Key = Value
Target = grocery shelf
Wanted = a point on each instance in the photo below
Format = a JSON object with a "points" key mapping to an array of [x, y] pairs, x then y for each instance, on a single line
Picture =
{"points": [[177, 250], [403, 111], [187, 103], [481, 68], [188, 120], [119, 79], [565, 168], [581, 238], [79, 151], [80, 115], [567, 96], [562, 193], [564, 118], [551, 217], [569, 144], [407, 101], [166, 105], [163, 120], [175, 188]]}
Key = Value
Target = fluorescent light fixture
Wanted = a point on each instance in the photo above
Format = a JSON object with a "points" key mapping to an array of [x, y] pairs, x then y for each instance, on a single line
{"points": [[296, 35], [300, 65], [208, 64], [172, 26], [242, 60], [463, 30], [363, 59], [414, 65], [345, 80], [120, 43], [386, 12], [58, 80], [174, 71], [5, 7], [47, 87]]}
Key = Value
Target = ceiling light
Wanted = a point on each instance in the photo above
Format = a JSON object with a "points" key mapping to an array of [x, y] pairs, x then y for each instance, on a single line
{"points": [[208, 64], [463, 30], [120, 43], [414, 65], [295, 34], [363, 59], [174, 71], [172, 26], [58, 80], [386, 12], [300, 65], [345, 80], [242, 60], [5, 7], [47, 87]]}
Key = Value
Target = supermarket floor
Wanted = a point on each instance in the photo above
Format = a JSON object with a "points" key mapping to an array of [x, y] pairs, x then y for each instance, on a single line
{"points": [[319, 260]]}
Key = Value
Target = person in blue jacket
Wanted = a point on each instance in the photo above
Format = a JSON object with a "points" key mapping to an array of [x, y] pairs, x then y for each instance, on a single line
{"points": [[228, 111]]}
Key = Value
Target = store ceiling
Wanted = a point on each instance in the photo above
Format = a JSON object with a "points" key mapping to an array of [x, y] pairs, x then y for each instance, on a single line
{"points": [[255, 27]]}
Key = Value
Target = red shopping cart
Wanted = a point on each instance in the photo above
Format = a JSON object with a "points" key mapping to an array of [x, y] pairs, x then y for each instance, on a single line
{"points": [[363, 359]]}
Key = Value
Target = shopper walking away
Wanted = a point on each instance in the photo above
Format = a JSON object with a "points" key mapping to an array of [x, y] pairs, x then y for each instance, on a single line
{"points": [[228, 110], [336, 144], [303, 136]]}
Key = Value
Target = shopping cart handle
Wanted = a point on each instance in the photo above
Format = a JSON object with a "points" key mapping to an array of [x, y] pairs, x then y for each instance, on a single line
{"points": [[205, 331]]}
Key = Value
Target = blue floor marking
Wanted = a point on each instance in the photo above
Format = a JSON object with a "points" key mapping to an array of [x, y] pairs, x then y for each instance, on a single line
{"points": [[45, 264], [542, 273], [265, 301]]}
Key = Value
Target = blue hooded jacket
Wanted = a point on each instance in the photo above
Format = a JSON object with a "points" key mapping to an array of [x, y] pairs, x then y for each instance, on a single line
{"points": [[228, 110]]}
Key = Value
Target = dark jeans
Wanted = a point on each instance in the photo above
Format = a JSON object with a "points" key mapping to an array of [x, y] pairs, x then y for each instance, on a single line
····················
Count the lines in the material above that contain the string "blue", treating case as significant, and reply with only that number.

3